**SOURCE INFORMATION**
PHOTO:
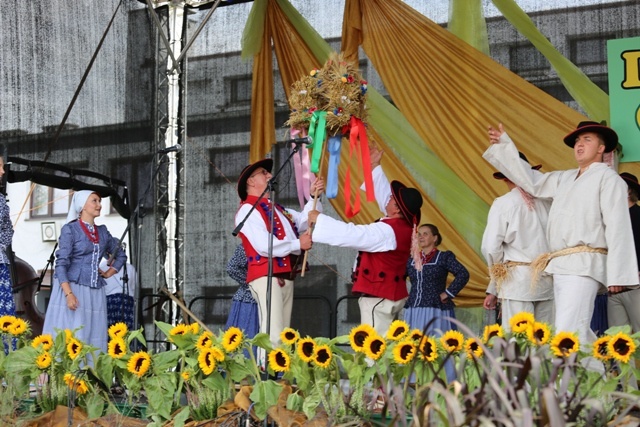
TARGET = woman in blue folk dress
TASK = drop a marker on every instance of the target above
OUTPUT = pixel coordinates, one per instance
(78, 297)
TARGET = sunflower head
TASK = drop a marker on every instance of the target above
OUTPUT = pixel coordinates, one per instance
(323, 356)
(279, 360)
(74, 347)
(118, 330)
(404, 351)
(117, 348)
(374, 346)
(473, 348)
(44, 340)
(428, 348)
(601, 348)
(43, 361)
(6, 322)
(397, 330)
(139, 363)
(521, 322)
(452, 341)
(232, 339)
(306, 349)
(359, 335)
(564, 344)
(539, 333)
(207, 361)
(621, 347)
(289, 336)
(491, 331)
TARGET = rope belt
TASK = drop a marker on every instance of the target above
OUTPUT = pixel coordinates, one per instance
(540, 263)
(500, 272)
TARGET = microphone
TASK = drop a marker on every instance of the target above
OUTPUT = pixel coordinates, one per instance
(300, 141)
(171, 149)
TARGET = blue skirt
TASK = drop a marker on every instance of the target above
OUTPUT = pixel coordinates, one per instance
(91, 314)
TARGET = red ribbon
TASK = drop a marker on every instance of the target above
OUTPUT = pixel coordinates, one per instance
(358, 135)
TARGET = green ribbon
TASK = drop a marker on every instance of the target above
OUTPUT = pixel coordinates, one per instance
(317, 132)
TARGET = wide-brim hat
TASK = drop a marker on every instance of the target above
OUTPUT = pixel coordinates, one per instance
(632, 181)
(267, 164)
(609, 135)
(409, 201)
(500, 175)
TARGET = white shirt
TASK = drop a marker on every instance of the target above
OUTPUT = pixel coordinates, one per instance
(255, 229)
(515, 233)
(587, 210)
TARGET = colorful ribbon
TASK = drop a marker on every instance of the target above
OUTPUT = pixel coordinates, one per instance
(334, 144)
(317, 132)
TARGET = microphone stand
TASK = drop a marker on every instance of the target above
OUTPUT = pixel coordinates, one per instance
(271, 185)
(134, 217)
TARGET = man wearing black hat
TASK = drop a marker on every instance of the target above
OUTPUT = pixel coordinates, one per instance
(288, 240)
(589, 230)
(515, 236)
(385, 246)
(623, 308)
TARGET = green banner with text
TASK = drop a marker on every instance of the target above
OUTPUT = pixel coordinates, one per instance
(624, 94)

**WORK ITEM**
From the opening line of the entries above to the line containing "TARGET = green ribbon", please transcribe each line exactly, skipping every picture.

**RESPONSE**
PHOTO:
TARGET = woman in blue folk dress
TASK = drop a marker on every instance of the target above
OUTPUT = pixel coordinates, one per instance
(78, 297)
TARGET = sunflower head
TASK = drop a marker on every instance of the target above
OUTPUT = pixel coordinates, one per instance
(323, 356)
(279, 360)
(74, 347)
(118, 330)
(404, 351)
(117, 348)
(374, 346)
(473, 348)
(44, 340)
(428, 348)
(601, 348)
(43, 361)
(6, 322)
(397, 330)
(139, 363)
(521, 322)
(452, 341)
(232, 339)
(306, 349)
(359, 335)
(564, 344)
(539, 333)
(207, 361)
(621, 347)
(289, 336)
(491, 331)
TARGET = rope belt
TASK = drop a marker on every instance of the target above
OUTPUT = pixel coordinates, one per instance
(540, 263)
(500, 272)
TARGET = microphone
TASK = drop a marker on every instance of the target above
OUTPUT = pixel coordinates, one per instance
(300, 141)
(171, 149)
TARGET = blue skirt
TASK = drop a marker on every instance of the target above
OUTPUT = pixel coordinates, one per instance
(91, 314)
TARGET = red ribbon
TASK = drop a marker on every instance of the target above
OUTPUT = pixel coordinates, one per instance
(358, 135)
TARGET = green ribbon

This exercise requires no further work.